GIVEN DATA ->
****
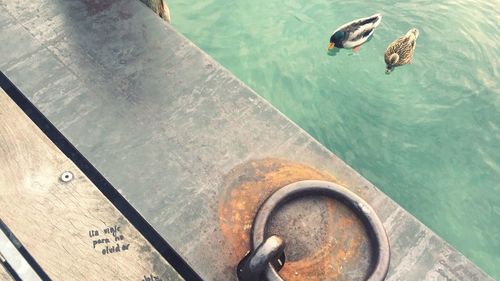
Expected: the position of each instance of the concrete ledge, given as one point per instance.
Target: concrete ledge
(165, 124)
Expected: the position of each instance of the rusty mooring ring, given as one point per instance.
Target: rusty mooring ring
(371, 221)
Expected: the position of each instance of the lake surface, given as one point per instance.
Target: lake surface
(428, 134)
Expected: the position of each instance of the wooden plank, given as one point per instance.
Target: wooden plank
(70, 228)
(4, 276)
(17, 263)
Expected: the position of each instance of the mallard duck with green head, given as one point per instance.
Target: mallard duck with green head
(159, 7)
(355, 33)
(400, 52)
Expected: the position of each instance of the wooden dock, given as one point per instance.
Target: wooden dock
(60, 217)
(191, 148)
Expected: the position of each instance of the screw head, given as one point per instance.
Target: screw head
(66, 176)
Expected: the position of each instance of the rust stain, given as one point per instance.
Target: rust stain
(249, 184)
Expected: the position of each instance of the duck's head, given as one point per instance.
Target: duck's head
(414, 31)
(336, 39)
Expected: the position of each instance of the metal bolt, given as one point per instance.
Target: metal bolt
(66, 176)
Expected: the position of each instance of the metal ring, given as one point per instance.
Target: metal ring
(372, 223)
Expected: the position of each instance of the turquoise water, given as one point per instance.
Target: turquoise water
(428, 134)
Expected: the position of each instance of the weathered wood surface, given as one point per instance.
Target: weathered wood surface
(165, 124)
(70, 228)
****
TASK DETAILS -> Print everything from the line containing "Expected: the position of each instance of the metal ring, given" down to the end of the items above, word for word, with both ends included.

RESULT OF THIS TASK ->
Expected: the position of each instance of the metal ring, given as one point per instance.
Target: metal ring
(372, 223)
Expected: the position of each instance of the turquoise water, given as one point per instance.
Target: turquoise water
(428, 134)
Expected: the position of each instance of the weathered wood surface, given as one point per instance.
Target: weathered wood surface
(165, 124)
(70, 228)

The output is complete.